-------- Entries shown
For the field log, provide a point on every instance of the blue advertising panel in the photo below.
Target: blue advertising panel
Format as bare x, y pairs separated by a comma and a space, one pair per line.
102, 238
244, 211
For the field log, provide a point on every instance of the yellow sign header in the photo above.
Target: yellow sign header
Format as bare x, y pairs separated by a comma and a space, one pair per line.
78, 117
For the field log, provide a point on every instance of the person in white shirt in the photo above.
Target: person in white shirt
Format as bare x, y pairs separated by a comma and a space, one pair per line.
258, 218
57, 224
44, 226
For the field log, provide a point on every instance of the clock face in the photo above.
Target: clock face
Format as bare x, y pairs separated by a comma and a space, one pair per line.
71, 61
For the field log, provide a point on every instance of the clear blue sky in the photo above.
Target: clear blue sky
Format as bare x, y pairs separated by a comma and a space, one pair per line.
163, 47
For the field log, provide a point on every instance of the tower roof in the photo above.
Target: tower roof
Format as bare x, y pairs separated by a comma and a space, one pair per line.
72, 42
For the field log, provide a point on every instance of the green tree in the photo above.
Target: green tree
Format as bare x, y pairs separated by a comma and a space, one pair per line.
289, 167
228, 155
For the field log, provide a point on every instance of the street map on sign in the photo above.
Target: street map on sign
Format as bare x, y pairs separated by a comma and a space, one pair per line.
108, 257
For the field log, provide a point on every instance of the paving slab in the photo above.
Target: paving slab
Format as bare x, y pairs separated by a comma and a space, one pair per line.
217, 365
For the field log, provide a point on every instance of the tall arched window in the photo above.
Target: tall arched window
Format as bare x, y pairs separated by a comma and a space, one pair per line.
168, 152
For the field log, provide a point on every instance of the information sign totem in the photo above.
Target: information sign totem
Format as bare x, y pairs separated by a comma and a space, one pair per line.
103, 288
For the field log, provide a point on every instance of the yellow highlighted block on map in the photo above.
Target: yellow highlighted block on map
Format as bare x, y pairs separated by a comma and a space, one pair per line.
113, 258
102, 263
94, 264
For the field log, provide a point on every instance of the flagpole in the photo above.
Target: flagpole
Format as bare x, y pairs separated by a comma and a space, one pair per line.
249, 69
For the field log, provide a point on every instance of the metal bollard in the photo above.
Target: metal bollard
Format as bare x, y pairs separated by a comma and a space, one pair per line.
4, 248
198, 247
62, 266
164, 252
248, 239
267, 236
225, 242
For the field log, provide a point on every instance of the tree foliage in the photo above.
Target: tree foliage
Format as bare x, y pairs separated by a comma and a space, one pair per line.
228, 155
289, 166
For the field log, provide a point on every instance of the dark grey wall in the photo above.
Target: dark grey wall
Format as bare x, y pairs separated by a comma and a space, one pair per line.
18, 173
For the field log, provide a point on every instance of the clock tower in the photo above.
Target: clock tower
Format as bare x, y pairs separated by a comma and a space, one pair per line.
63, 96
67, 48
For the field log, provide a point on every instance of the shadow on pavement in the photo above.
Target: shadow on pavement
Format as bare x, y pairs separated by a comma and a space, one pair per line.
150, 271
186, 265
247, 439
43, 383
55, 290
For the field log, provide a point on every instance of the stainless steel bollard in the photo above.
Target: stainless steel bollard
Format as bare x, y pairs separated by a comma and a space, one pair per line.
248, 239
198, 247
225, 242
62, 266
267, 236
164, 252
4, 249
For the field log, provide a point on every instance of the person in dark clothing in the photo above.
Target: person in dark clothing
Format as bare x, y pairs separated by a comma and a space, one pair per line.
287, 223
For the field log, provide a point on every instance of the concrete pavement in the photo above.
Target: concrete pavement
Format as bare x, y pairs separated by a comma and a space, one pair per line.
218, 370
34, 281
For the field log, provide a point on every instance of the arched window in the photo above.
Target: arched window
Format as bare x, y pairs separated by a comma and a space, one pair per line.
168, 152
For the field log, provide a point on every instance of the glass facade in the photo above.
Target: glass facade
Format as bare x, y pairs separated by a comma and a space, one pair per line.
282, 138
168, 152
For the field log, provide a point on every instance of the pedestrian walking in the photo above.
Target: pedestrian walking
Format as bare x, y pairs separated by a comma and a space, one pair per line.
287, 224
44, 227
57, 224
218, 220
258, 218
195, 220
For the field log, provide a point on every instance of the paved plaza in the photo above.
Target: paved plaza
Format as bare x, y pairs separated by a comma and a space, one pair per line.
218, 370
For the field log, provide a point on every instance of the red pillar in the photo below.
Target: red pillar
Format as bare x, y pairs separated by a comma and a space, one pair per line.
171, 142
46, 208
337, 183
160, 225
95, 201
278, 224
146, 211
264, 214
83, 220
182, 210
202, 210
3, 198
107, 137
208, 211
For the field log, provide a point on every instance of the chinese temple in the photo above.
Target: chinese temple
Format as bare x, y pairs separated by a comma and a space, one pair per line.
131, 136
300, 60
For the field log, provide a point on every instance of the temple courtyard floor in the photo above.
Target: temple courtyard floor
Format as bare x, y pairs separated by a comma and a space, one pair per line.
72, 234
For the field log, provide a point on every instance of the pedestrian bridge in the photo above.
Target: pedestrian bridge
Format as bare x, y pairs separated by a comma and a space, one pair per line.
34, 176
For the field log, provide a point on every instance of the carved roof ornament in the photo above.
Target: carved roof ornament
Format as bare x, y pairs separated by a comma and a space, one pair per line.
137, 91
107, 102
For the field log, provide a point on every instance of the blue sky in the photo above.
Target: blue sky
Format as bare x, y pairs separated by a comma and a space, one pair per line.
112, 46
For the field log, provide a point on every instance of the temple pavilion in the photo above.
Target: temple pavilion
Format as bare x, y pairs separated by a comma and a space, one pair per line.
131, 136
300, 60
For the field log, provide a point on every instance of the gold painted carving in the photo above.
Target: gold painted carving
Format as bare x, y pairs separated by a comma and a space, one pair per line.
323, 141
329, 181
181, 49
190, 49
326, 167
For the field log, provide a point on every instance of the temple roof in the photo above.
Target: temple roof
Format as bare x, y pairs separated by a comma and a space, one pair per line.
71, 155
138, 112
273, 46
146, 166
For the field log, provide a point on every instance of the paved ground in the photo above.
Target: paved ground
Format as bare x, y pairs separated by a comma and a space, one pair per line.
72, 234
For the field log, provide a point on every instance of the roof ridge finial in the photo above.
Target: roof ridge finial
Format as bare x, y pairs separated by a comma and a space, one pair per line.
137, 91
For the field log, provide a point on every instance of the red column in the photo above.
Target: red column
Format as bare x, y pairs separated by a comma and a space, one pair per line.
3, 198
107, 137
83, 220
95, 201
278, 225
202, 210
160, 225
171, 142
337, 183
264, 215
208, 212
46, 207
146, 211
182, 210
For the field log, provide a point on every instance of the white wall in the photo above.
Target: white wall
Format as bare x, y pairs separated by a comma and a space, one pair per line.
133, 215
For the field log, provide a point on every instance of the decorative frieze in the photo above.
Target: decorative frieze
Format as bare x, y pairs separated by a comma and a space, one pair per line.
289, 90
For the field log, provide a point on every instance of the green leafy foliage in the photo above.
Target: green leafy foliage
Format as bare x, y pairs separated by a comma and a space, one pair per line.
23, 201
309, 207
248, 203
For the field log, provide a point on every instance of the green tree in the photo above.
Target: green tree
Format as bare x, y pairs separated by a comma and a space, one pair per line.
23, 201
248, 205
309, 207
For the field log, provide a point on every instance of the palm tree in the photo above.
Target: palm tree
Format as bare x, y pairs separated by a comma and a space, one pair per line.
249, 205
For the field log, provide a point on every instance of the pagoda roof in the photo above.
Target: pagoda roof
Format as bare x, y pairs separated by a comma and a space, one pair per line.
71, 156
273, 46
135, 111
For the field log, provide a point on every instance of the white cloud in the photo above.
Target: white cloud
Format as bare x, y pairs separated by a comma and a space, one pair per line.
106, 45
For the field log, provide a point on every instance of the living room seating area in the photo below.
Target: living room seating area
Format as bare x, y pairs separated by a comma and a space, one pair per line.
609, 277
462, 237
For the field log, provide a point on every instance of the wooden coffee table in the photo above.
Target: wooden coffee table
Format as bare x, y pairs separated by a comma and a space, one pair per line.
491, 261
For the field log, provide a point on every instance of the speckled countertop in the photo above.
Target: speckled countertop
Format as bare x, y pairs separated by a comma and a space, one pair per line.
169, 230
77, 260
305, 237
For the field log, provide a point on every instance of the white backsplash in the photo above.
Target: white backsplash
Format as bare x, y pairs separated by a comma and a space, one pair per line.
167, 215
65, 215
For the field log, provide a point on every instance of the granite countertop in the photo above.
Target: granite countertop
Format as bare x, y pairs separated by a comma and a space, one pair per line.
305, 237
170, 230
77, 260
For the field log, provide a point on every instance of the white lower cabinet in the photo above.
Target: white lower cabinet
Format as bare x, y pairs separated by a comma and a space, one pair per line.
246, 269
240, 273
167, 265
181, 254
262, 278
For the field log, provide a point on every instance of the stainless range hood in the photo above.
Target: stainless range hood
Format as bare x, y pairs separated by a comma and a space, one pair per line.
----------------
▸ Required work
Retype, exactly and only, the lines running from the one with "pagoda roof in the photo above." through the final line of the listing above.

▸ Output for this task
For the field log, provide a point on every instance of the pagoda roof in the photo above.
Target: pagoda roof
Format as bare x, y pairs separated by a comma and a space, one pair per line.
71, 156
273, 46
135, 111
For the field log, provide a point on every instance of the white cloud in the photo above.
Target: white cloud
Format as bare x, y pairs separated by a comma and a space, one pair per line.
106, 45
For the field log, provide a point on every instance of the living room seating area in the photo below.
Target: living room seating area
Format as bare x, y pairs separated by a comma and a space, one pair per line.
609, 277
462, 237
For the field log, provide a point on every instance of the wooden coffee table in the photo above.
Target: wooden coffee table
Format as bare x, y pairs separated by a comma and a space, one pair per line.
491, 261
For the field log, provide a point on every instance of the speckled countertop in the photo above.
Target: speckled countertop
Format as bare x, y pairs separated by a comma and a space, one pair per line.
169, 230
77, 260
305, 237
For the field log, provide a point on every instance of the white backsplash in the photo above.
Target: white backsplash
Format as bare x, y pairs separated by a comma and a space, one pair per line.
167, 215
65, 215
For the field log, provide a point on every instance of the granite countertop in the photo above.
Target: granite countertop
Format as bare x, y pairs separated by a comma and a space, one pair per line.
305, 237
170, 230
77, 260
For the field log, provide a point on every instance of the white lower cabinet in the photo above.
Target: white lower cabinet
Format as bare x, y pairs separated by a comma and a space, one pair per line.
246, 269
240, 273
167, 265
181, 254
262, 278
For the field log, provide a point on every instance of the stainless range hood in the photo above.
Target: stainless range hood
Format as bare x, y pairs separated by a comma and a space, one pair per line.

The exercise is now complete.